It's been a rough morning for Global Manufacturing PMIs - China, Turkey, Italy, France, Germany (shitshow), Eurozone, UK, Canada, and Brazil all printed below 50 (contracting).
Goods production in the #eurozone fell at the sharpest pace since the global financial crisis in July (except for pandemic-hit months), contributing to the fastest drop in factory gate prices since Sep 2009. @HCOB_Economics #PMI Read more: https://t.co/EsB6WVnAge pic.twitter.com/eyZmVvqi1n— S&P Global PMI™ (@SPGlobalPMI) August 1, 2023
So can USA, USA, USA buck the trend - besides we have something no other country has - "Bidenomics"!!!!!
US macro data has serially surprised to the upside in recent weeks, so expectations were for a rebound in US Manufacturing 'soft' survey data and S&P Global's PMI printed 49.0 in July (still in contraction), unchanged from the flash print earlier in the month (but up from the 46.3 final print in June). ISM's Manufacturing survey headline disappointed, printing 46.4 (46.9 exp) - still in contraction - but up marginally from the 46.0 June print. ISM hasn't been above 50 since August 2022...

- **ASSIGNED TASK**
Extend the commentary on July's manufacturing PMI readings, picking up right after its final sentence.

- **ENTRIES SUPPLIED**
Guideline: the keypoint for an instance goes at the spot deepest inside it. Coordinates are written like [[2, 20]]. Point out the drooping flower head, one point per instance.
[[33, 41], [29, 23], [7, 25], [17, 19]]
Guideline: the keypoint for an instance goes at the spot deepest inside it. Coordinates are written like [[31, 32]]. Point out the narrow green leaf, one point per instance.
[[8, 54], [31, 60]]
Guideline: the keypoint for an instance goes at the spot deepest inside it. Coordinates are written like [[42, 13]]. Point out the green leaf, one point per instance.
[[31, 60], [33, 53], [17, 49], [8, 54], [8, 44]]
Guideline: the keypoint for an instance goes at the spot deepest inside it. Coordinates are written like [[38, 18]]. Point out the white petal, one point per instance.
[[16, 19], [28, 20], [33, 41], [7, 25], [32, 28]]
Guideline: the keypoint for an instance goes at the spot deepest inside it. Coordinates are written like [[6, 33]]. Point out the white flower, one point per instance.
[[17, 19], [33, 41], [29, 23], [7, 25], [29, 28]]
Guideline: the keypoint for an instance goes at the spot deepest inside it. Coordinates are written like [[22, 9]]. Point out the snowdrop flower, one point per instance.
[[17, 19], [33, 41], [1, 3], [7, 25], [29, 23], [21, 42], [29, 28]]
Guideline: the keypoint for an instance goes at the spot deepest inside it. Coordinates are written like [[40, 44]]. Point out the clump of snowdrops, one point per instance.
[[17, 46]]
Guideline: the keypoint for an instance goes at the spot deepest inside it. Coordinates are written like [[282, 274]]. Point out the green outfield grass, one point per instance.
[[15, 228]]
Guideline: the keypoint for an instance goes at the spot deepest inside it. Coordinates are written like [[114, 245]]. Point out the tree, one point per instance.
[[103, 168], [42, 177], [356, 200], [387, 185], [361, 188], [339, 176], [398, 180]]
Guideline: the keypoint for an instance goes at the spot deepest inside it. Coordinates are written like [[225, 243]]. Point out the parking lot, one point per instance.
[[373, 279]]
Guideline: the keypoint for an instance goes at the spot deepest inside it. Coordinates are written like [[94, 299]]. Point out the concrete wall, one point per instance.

- **RESULT FOR THIS EXERCISE**
ISM's Manufacturing survey showed Employment slowing at its fastest rate since COVID lockdowns. Prices and New Orders continue to contract...
Chris Williamson, Chief Business Economist at S&P Global Market Intelligence, said:
“Manufacturing continues to act as a drag on the US economy, the recent spell of malaise persisting at the start of the third quarter. However, producers are clearly shrugging off recession fears and planning for better times ahead.
“The sector continued to suffer from lower demand, as a post-pandemic shift in spending from goods to services, and an ongoing trend of cost-focused inventory reduction, led to a further drop in orders.
"The overall rate of order book decline nevertheless moderated during the month, helped by a slower decline in exports, to help stabilize production. "
There are some silver-linings for those desperate to find something bullish 'soft-landing'-y to cling to...
“There were several other encouraging bright spots in the survey, most notably including a marked improvement in business expectations for output in the year ahead. Firms are therefore anticipating the current soft patch to soon pass, and importantly are hiring more staff as a result.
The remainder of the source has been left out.